» **Aim of the exercise**
Can you retype the passage of the Obamacare co-ops article starting with "Amid this increased" and going on through "poised to succeed.", with no changes?

» **Text excerpt**
* * *

Financial health shaky at many Obamacare insurance co-ops
By Amy Goldstein
The Washington Post, October 10, 2015
A new breed of health insurers created under the Affordable Care Act — representing one of the government’s most innovative attempts in decades to foster better coverage — is on shaky financial ground in many of the 23 states where the plans began.
The nonprofit health plans were envisioned as a consumer-friendly counterweight to for-profit insurers, a way to provide more competition, greater consumer choice and better coverage in markets typically dominated by big commercial carriers. The government allocated billions of dollars in loans for them.
But in recent months, nearly half of the unorthodox start-ups have been told by federal regulators that their finances, enrollment or business model need to shape up.
The Centers for Medicare and Medicaid Services (CMS), which oversees the health-care law, recently sent warning letters to 11 of the “co-ops,” as they’re known. The agency placed them on “enhanced oversight” or required them to produce a plan of “corrective action,” or both, according to federal figures not previously made public. Several have been notified in the past two weeks.
Amid this increased monitoring, one co-op has folded, stranding its members, and four others are preparing to close in late December. They include the Nevada Health Co-Op, which was initially among a top tier that federal officials had regarded as best poised to succeed.

* * *

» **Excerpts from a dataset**

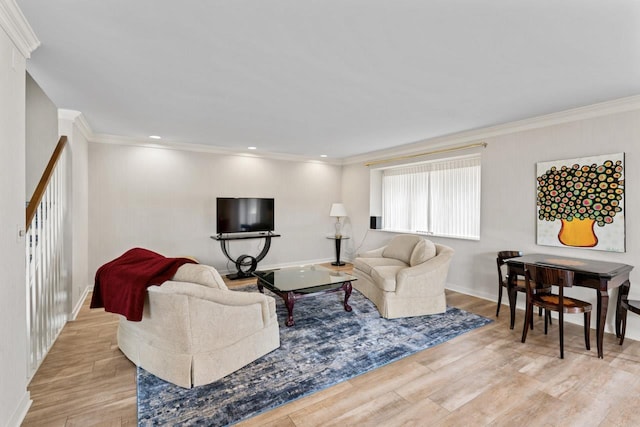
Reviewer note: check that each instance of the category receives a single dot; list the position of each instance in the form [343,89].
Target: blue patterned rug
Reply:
[326,346]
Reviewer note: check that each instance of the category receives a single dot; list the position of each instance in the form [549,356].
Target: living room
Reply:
[161,196]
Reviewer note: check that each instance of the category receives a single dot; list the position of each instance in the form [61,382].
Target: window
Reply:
[440,198]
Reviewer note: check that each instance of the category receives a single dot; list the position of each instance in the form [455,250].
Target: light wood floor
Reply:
[485,377]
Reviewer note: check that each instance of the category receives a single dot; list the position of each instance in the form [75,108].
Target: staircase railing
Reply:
[46,286]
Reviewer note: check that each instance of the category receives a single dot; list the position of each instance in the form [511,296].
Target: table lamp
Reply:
[338,210]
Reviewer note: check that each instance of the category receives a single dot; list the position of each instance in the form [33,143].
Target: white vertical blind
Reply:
[440,198]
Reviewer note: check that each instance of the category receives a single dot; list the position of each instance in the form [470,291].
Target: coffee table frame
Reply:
[290,296]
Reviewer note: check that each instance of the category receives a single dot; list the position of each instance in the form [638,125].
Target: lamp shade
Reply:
[337,209]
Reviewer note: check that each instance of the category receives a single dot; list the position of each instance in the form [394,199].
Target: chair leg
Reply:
[547,315]
[531,318]
[587,330]
[561,329]
[527,319]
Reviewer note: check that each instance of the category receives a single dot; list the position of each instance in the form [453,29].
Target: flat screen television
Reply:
[244,215]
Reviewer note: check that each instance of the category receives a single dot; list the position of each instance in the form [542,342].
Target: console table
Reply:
[244,260]
[338,240]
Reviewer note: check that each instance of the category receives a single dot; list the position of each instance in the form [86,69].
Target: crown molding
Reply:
[202,148]
[17,28]
[575,114]
[78,119]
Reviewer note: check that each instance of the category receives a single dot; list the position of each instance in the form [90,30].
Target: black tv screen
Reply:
[241,215]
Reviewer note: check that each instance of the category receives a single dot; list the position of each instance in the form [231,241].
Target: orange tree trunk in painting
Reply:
[578,232]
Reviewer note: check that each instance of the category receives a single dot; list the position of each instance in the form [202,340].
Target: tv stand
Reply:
[245,264]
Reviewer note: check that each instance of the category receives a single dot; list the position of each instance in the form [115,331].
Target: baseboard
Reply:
[76,309]
[21,411]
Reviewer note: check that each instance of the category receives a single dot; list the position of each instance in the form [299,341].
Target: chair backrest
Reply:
[503,256]
[538,277]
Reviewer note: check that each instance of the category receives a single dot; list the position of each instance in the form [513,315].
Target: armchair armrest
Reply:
[374,253]
[223,297]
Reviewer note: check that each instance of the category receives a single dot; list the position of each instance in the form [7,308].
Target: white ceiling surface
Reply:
[335,77]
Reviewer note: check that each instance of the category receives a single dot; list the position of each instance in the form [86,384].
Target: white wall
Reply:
[14,398]
[164,200]
[41,133]
[509,201]
[77,239]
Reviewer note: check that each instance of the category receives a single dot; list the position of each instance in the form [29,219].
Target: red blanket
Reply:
[121,285]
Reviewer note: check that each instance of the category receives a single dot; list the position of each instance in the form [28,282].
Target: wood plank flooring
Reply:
[483,378]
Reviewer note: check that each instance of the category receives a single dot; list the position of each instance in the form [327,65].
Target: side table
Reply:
[338,240]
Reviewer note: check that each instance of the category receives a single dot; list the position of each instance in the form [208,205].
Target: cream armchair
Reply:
[406,277]
[195,330]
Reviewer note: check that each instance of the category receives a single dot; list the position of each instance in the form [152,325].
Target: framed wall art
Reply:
[580,203]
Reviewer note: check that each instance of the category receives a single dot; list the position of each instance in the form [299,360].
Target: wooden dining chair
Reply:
[503,282]
[537,282]
[626,305]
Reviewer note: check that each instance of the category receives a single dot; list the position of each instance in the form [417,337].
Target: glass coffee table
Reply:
[295,283]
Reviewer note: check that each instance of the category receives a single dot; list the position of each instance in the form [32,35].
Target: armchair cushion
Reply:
[422,252]
[405,278]
[201,274]
[401,247]
[195,332]
[367,264]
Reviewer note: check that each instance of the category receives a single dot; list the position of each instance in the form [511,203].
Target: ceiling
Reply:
[334,77]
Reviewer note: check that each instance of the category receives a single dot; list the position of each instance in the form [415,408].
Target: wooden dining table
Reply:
[599,275]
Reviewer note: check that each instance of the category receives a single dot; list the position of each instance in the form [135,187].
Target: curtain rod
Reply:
[411,156]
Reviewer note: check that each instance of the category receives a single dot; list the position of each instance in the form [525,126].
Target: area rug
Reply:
[327,345]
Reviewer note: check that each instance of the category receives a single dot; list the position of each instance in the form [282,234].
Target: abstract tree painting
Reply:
[580,203]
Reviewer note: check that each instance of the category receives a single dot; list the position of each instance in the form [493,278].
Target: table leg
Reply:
[603,303]
[346,286]
[289,301]
[623,291]
[513,298]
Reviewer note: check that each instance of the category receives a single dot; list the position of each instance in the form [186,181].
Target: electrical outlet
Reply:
[20,233]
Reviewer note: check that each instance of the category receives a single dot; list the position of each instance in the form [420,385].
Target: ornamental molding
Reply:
[17,28]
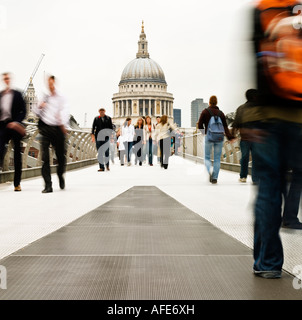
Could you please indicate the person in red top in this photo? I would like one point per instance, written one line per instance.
(203, 123)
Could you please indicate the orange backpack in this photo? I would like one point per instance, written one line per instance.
(281, 47)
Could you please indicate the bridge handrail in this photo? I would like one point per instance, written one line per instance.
(79, 147)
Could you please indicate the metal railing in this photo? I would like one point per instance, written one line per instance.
(193, 149)
(80, 151)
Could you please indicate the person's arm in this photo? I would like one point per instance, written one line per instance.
(201, 121)
(93, 130)
(64, 115)
(22, 108)
(110, 123)
(226, 129)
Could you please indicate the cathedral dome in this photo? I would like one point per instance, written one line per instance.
(143, 70)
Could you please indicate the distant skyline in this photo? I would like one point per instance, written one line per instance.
(203, 48)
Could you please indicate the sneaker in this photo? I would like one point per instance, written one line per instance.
(297, 225)
(47, 190)
(62, 183)
(18, 188)
(274, 274)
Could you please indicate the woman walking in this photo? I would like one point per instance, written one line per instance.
(139, 140)
(213, 121)
(163, 134)
(149, 137)
(128, 136)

* * *

» **Written response**
Amid this increased monitoring, one co-op has folded, stranding its members, and four others are preparing to close in late December. They include the Nevada Health Co-Op, which was initially among a top tier that federal officials had regarded as best poised to succeed.